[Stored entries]
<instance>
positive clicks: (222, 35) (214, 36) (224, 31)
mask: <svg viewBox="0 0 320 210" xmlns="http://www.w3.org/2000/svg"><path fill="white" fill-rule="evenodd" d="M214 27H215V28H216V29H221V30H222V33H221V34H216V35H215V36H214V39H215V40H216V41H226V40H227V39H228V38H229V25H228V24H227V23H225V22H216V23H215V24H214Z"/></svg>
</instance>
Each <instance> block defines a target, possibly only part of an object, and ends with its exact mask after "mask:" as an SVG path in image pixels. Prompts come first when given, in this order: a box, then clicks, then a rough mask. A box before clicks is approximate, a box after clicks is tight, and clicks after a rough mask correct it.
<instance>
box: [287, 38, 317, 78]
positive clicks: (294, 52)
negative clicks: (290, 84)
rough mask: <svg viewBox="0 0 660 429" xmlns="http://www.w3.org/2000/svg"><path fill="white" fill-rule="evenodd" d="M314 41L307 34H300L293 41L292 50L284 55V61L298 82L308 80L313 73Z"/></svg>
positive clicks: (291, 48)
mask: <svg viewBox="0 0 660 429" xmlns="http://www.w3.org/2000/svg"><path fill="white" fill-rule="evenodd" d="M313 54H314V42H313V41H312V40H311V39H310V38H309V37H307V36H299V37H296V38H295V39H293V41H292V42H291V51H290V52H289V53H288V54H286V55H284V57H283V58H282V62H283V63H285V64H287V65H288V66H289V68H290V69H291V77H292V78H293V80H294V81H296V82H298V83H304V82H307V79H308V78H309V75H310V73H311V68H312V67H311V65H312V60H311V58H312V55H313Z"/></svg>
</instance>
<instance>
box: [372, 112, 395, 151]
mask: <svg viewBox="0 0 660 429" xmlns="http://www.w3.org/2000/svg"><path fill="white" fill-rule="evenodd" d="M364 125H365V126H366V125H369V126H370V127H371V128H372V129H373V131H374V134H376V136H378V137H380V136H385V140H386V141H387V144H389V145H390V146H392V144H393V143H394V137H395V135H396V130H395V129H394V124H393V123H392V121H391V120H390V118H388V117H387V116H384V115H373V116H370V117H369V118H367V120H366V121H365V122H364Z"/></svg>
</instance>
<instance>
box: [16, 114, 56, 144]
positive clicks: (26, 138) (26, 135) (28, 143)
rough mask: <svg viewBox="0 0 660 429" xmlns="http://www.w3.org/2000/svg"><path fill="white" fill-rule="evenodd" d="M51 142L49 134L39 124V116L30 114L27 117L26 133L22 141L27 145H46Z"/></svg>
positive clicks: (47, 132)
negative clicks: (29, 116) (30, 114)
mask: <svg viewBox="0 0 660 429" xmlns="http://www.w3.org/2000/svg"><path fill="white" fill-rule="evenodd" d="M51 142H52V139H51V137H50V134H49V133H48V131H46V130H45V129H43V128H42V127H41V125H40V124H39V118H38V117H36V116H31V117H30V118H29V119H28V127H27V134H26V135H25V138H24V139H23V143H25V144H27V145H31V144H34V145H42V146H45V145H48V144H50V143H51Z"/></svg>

== What the exercise asks ==
How many lines in the entries above contain the string "positive"? Reply with the number alone.

== Solution ==
5